What the task asks: Note each line in the data below that holds "outline", and copy it.

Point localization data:
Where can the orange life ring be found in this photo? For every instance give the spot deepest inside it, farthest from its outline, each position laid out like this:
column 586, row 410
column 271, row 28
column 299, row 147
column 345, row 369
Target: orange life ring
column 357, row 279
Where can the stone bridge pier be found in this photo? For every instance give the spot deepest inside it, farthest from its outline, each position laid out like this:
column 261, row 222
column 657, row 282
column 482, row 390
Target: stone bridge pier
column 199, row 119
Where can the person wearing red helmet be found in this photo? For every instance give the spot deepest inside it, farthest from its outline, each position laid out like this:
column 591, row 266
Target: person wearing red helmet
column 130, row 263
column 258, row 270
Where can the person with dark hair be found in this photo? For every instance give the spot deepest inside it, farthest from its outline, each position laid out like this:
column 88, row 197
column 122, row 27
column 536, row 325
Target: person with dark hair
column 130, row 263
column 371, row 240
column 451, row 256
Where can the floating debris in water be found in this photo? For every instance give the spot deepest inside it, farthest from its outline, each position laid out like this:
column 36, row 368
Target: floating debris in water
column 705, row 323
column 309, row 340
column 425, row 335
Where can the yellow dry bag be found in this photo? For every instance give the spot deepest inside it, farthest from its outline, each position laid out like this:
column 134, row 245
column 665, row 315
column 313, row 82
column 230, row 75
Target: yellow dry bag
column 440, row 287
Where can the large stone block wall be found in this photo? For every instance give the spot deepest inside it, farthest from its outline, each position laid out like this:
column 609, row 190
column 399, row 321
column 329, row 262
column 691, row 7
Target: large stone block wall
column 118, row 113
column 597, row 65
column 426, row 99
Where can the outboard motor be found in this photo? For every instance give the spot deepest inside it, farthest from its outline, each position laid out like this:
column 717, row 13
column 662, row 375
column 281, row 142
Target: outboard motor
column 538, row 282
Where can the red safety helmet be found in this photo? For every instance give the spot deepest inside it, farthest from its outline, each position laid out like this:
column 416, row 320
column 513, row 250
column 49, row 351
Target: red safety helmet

Solution:
Where can the orange life ring be found in this photo? For every instance give the spot deepest inside it, farthest from its outline, each position laid out like this:
Where can the stone bridge pier be found in this photo? For every instance give the spot deepest inside it, farthest from its outline, each position laid out like this:
Where can the person wearing red helmet be found in this photo? For every instance give the spot deepest inside it, farthest from its outline, each position laid out like this:
Where can the person with dark hair be found in this photo? For every instance give the spot deepest inside it, farthest from its outline, each position laid out like this:
Where can the floating debris in water be found in this photo? For every instance give the spot deepest inside it, farthest from its outline, each position laid out like this:
Where can the yellow dry bag be found in this photo? For every instance give the spot deepest inside it, farthest from its outline, each position laid out like this:
Where can the large stone block wall be found in this photo? For every instance give the spot deepest inside it, farthest from its outline, each position laid out like this:
Where can the outboard motor be found in this photo? For every instance give the spot deepest inside it, farthest from its outline, each position laid out like this:
Where can the red safety helmet be found in this photo? For every instance give the spot deepest inside it, farthest from its outline, each position laid out like this:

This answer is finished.